Provided data:
■ ■ ■ ■ ■ ■ ■
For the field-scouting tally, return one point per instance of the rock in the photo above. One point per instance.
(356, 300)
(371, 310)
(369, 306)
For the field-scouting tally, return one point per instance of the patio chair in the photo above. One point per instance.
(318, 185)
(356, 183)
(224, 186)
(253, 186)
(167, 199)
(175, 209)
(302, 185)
■ ■ ■ ■ ■ ■ ■
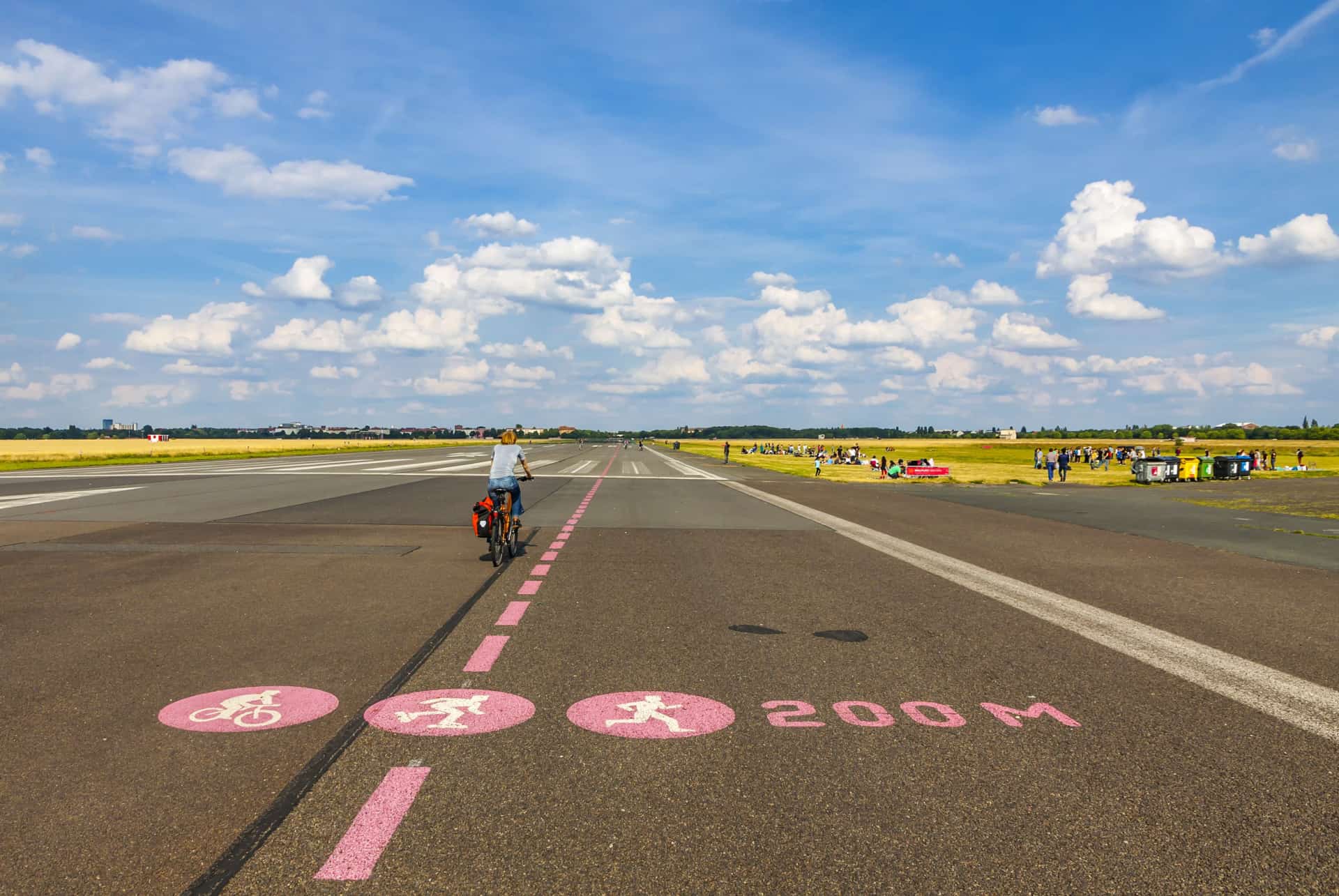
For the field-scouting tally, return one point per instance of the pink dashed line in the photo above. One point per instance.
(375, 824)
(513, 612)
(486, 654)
■ ■ ■ ■ ■ ■ ■
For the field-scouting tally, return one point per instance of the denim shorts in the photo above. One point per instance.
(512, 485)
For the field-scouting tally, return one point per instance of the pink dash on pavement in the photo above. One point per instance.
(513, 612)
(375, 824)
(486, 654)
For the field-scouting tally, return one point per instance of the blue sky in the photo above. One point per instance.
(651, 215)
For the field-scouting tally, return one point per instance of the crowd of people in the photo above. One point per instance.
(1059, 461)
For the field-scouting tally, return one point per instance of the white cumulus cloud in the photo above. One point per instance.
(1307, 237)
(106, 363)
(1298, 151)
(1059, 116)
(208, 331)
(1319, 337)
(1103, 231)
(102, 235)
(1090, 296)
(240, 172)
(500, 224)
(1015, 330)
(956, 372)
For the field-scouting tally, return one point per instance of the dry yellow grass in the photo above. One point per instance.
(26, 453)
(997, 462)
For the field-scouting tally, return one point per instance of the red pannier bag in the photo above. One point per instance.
■ ■ ■ ■ ■ ■ ■
Written request: Find each line in the material above that contains the word "pink", and copy those lines out in full.

Exercise answer:
For the field-scouting tally, return one point per instance of the pink dashed line in the photo above. One point per instance.
For the field-scouting tally, return one point per instance of the pink dash on pavement in the photo above. One point per instance.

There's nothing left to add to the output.